The problem: Please answer from the statistics book excerpt below: output from which statistical software is used throughout the book to show how results can be displayed and interpreted?

Given passage:
I have a grown‐up son and a grand‐daughter, age 6 and ¾. They are both very artistic. When I asked them to put their heads together and draw a picture of a statistician by way of illustration for this book, this is what they came up with (Figure 1):
‘What’s that!’ I cried. ‘He’s hideous!’
‘Well’, they explained, ‘the eyes are for peering into the dark recesses of the student’s incompetence, the teeth for tearing apart their feeble attempts at research design and statistical analysis and reporting, and the tongue for lashing them for being so stupid’.
‘No, no, no’, I said. ‘Statisticians are not like that’. So here was their second attempt (Figure 2):
‘That’s better’, I said.
They interpreted the new drawing. ‘Statisticians may appear a bit monstrous, but really they’re quite cuddly. You just have to become familiar with their language, and then they will be very friendly and helpful. Don’t be put off if some of them look a bit flabby or scaly. This one can also recommend a great dentist and a very creative hair‐stylist’.
Because computers can do in a few seconds what takes minutes or hours by hand, the use of computer statistical software is recommended and encouraged. However, computers are inherently stupid, and if they are not given the correct instructions, they will display on screen a result which is meaningless in relation to the problem being solved. It is vitally important, therefore, to learn how to enter relevant data and instructions correctly and interpret computer output to ensure that the computer has done what you wanted it to do. Throughout the book, examples of output from SPSS are used to show how computers can display the results of analyses, and how these results can be interpreted.
This text is unashamedly oriented toward experimental science and the idea that things can be measured objectively or in controlled circumstances. This is a different emphasis from books which are oriented toward qualitative science, where descriptions of how people feel or perceive themselves or others are of greater importance than quantitative measures such as nutrient intake or blood pressure. Both approaches have their strengths and weaknesses, and it is not my intention to argue their relative merits here.
The examples are taken mainly from studies in nutrition and dietetics. The aim is to provide material relevant to the reader’s working life, be they students, researchers, tutors, or practicing nutrition scientists or dietitians.

Extracted data entries:
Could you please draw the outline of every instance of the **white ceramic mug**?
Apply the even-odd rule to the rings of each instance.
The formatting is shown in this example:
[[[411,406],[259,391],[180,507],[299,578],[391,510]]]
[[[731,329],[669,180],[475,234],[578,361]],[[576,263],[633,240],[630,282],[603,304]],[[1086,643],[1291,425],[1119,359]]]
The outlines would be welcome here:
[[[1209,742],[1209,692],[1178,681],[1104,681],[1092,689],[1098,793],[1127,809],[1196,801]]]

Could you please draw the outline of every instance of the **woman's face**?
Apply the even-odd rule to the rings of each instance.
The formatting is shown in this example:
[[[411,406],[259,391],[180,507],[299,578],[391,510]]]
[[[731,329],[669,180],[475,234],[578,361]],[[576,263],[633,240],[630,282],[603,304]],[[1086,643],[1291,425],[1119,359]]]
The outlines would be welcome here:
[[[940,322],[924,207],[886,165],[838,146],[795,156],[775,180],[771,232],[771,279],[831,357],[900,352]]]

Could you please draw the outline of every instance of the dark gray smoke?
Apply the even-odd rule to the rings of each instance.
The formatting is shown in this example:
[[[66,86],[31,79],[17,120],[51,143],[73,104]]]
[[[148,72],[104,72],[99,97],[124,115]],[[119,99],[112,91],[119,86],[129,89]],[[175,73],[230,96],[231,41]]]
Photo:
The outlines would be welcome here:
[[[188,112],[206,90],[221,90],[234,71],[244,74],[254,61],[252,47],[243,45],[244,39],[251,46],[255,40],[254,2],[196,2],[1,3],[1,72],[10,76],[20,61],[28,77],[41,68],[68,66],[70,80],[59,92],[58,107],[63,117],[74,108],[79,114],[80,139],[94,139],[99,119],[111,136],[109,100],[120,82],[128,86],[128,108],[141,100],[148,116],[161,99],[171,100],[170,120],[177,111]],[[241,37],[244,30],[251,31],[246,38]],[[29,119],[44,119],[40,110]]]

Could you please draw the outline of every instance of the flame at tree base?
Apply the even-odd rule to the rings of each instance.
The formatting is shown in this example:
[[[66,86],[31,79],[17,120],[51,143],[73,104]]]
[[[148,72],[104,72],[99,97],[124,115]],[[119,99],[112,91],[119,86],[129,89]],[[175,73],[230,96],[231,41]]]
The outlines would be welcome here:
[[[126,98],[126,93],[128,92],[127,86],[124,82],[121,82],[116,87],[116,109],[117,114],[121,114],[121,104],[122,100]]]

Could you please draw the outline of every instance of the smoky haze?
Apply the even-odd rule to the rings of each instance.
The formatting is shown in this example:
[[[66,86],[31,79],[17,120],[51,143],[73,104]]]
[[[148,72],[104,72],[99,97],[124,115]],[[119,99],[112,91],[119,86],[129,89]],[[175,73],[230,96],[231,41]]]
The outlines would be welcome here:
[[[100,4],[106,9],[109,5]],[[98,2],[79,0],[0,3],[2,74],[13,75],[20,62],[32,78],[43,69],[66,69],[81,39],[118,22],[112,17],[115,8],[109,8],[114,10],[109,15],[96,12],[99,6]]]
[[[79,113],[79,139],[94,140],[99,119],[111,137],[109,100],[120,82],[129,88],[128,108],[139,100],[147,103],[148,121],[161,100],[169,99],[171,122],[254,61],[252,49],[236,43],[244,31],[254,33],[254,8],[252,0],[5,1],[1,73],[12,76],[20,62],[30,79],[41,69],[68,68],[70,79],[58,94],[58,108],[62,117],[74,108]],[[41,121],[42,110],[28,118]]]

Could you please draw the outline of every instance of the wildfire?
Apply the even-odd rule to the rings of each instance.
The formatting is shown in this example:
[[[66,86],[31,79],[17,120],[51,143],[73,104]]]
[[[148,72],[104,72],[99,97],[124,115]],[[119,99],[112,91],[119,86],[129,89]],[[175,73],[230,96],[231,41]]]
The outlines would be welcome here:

Expected answer: SPSS